Bloco de texto

********************

O filme que Vittorio De Sica produziu ele mesmo, em 1948, porque não encontrou empresa que se dispusesse a financiá-lo, não perde o viço, o frescor, a emoção.

Roger Ebert, um dos melhores críticos de cinema que já houve, fala disso na abertura do longo texto sobre Ladrões de Bicicleta no seu A Magia do Cinema, que trata dos “100 melhores filmes de todos os tempos”:

Ladrão de Bicicletas está tão bem solidificado como uma obra-prima oficial, que é surpreendente revê-lo depois de transcorridos tantos anos e perceber que ele se mantém cheio de vida, atualizado e vigoroso. Depois de ter recebido um Oscar Honorário em 1949 e ter sido votado rotineiramente como um dos grandes filmes de todos os tempos, ele é reverenciado como uma das pedras fundamentais do neo-realismo italiano, uma obra simples, mas poderosa.”

A edição brasileira de A Magia do Cinema, da Ediouro, de 2003, usa – erradamente – o título  Ladrão de Bicicletas. Falo mais adiante desse detalhe, o singular e o plural no título.

O importante é que o grande Ebert toca de cara nos pontos certos. Um filme que “se mantém cheio de vida, atualizado e vigoroso”. “Uma obra simples.”

Simplicidade, simplicidade, simplicidade. Um operário, um homem simples, humilde, que nunca havia sido filmado por uma câmara, no papel do protagonista da história, um operário simples, humilde. Um garotinho lindo, de olhos de uma expressividade inigualável, igualmente não ator, como o seu filho.

********************

Dados do problema
Diga se cada afirmação a seguir está de acordo com o texto sobre Ladrões de Bicicleta, respondendo sim ou não e citando literalmente as palavras do texto que decidem a questão.
1. Vittorio De Sica produziu o filme por conta própria porque nenhuma empresa quis financiá-lo.
2. O filme recebeu um Oscar Honorário em 1952.
3. O menino que interpreta o filho do protagonista é um ator profissional.

Entradas de localização de objetos em imagens
********************

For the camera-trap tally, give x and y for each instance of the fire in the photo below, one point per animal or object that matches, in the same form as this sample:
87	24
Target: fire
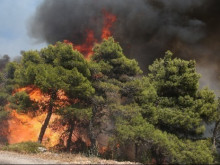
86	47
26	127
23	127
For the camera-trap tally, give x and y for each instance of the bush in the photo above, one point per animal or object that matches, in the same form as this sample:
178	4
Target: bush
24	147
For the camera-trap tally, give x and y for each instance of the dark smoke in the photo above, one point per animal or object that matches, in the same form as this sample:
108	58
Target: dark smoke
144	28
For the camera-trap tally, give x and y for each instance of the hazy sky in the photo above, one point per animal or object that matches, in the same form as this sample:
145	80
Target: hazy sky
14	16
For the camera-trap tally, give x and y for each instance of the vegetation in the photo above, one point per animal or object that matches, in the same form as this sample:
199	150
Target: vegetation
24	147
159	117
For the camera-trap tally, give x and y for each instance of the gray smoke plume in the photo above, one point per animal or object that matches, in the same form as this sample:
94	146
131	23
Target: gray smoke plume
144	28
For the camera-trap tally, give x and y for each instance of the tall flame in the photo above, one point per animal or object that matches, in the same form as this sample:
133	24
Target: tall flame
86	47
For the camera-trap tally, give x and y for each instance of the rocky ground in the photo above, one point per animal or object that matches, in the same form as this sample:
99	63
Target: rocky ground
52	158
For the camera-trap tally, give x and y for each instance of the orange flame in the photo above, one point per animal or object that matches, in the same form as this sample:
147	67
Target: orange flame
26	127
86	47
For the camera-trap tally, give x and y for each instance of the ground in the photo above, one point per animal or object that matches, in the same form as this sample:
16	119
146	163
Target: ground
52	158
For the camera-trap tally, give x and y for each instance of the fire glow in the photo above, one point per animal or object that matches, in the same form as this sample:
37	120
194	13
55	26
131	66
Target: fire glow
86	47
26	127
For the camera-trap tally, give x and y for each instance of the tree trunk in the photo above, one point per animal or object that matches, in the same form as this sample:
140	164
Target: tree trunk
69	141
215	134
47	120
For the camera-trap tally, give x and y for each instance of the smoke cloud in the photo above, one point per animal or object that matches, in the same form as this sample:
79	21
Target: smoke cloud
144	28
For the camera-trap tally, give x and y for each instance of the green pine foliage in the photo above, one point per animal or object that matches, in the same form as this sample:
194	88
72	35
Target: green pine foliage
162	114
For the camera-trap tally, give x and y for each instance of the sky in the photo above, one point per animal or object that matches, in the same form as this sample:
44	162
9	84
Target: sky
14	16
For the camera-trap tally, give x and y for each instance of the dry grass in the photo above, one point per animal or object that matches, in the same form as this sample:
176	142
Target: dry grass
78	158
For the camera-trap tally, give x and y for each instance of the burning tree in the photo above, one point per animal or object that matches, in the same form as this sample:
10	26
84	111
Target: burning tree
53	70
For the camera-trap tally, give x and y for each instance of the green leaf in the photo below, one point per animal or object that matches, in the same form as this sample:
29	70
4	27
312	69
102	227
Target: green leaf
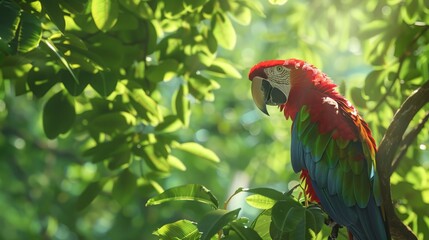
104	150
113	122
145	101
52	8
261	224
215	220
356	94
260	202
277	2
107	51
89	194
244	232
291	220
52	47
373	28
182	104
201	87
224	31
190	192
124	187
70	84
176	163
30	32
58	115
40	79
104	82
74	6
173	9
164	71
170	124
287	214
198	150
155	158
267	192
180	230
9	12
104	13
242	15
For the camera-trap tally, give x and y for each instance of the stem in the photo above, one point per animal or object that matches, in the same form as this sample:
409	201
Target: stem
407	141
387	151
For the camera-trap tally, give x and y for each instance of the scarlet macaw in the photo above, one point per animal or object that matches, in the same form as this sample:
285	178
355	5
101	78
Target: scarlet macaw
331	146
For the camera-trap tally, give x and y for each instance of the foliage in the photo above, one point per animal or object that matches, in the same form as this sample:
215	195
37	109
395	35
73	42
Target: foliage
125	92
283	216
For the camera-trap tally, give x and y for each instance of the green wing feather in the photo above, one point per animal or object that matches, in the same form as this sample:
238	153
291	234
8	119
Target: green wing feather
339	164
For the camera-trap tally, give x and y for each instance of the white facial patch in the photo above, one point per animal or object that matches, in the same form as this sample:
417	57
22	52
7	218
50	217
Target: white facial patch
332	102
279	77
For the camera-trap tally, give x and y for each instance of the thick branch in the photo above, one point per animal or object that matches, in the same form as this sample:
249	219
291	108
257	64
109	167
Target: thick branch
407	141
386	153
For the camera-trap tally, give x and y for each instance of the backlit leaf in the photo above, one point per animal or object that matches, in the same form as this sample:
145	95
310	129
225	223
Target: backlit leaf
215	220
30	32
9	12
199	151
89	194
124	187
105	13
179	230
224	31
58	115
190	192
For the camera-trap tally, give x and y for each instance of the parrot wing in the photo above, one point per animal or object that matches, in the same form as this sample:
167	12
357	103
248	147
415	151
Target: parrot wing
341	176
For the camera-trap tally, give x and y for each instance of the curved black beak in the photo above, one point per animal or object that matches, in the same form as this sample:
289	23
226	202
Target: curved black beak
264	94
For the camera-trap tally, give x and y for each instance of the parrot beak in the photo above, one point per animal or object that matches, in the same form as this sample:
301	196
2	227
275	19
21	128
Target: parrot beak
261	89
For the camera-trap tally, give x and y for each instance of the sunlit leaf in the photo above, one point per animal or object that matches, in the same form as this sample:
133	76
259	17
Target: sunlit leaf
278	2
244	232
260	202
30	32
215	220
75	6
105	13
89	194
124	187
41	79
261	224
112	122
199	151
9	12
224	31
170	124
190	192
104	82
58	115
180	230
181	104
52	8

********************

Exercício resolvido
1. Sim: "porque não encontrou empresa que se dispusesse a financiá-lo".
2. Não: "Depois de ter recebido um Oscar Honorário em 1949".
3. Não: "igualmente não ator".